Source excerpt:
-- start --

Copyright © 1999 Robert L. Sommers, all rights reserved.
With one quick strike, the Off-Shore Asset Protection Industry has been all but wiped-out. In a recent court decision, The Ninth Circuit Court of Appeals ridiculed the central premise of off-shore asset protection planning: that a U.S. court could be stripped of jurisdiction by the creation of meaningless and self-serving documents (i.e. the offshore trust agreement) which supposedly transferred a defendant's assets to a so-called "asset protection" jurisdiction.
The Ninth Circuit Court of Appeal's decision (the Ninth Circuit, governing California and several other western states, is considered the most powerful court in the U.S. other than the Supreme Court) left no doubt that U.S. courts will continue to have personal jurisdiction over U.S. defendants and their assets, despite the best laid plans of the Off-Shore Asset Protection Industry.
Asset protection exists, in theory, to protect those subject to the jurisdiction of U.S. courts against lawsuits. Attorneys began exploring ways to hide or shield a person's assets against potential creditors. The idea was to convince very small countries with marginal economies to set up asset-protection legislation.
The legislation usually had two goals: (1) to make it difficult, if not impossible, for a creditor to bring a lawsuit to recover assets secreted in a foreign country; and (2) not to recognize U.S. court judgments or a U.S. court's jurisdiction with respect to the assets "held" in the foreign jurisdiction. Of course, the assets are usually not held in the jurisdiction, but invested in the U.S. or elsewhere.
The benefit to the foreign jurisdiction would be increased business activity and fees charged for using the country's asset protection laws. Usually, fees would be a flat amount, regardless of the asset's value and there are never any taxes levied on income or profits from assets. In short, the foreign country "sells" its asset-protection laws in return for an annual fee.

-- end --

Required actions:
a - Using the article on offshore asset protection, decide whether each statement agrees with it: (i) the Ninth Circuit governs California and several other western states; (ii) the fees a foreign jurisdiction charges usually scale with the value of the assets; (iii) the assets are usually held within the foreign jurisdiction. Answer yes or no for each, quoting the deciding words.
b - According to the article on offshore asset protection, what kind of countries did the idea call for convincing to set up asset-protection legislation?

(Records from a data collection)
-- start --

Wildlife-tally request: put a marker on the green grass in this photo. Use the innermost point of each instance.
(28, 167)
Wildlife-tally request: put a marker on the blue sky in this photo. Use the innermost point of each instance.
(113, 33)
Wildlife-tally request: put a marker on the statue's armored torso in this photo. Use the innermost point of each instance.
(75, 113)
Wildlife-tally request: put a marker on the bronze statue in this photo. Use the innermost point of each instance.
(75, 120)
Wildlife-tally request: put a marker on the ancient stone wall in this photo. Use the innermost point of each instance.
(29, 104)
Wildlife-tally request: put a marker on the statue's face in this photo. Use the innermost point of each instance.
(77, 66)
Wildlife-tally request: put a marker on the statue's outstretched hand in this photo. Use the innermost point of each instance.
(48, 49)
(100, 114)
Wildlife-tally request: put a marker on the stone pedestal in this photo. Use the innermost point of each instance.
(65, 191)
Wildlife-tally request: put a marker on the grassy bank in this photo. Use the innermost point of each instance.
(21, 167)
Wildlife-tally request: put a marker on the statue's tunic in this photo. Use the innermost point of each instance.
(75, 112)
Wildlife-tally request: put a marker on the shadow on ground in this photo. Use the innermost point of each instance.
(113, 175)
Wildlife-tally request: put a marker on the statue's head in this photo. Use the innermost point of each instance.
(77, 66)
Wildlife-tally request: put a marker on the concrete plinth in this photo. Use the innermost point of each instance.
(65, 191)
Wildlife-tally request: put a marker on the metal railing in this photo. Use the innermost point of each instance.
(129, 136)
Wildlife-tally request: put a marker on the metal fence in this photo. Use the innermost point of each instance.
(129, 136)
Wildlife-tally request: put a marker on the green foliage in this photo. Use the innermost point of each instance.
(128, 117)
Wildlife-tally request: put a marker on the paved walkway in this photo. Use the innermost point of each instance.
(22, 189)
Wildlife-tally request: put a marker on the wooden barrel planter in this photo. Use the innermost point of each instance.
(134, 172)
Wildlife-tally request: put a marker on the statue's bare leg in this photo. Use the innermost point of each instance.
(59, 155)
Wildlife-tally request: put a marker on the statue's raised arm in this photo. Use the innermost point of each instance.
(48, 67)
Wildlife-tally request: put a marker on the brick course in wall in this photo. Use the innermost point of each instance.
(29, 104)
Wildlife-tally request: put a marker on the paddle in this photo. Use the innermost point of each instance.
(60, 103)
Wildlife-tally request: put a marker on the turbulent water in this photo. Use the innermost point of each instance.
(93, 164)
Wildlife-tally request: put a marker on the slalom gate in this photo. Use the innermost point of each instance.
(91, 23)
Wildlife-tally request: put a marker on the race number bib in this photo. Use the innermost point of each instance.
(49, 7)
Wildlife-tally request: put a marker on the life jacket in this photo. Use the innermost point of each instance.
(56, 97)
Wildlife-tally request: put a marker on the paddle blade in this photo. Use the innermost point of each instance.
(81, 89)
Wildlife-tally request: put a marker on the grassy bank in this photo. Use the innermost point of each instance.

-- end --

Responses in order:
a -
(i) Yes: "the Ninth Circuit, governing California and several other western states"
(ii) No: "Usually, fees would be a flat amount, regardless of the asset's value"
(iii) No: "Of course, the assets are usually not held in the jurisdiction, but invested in the U.S. or elsewhere."

b - Very small countries with marginal economies.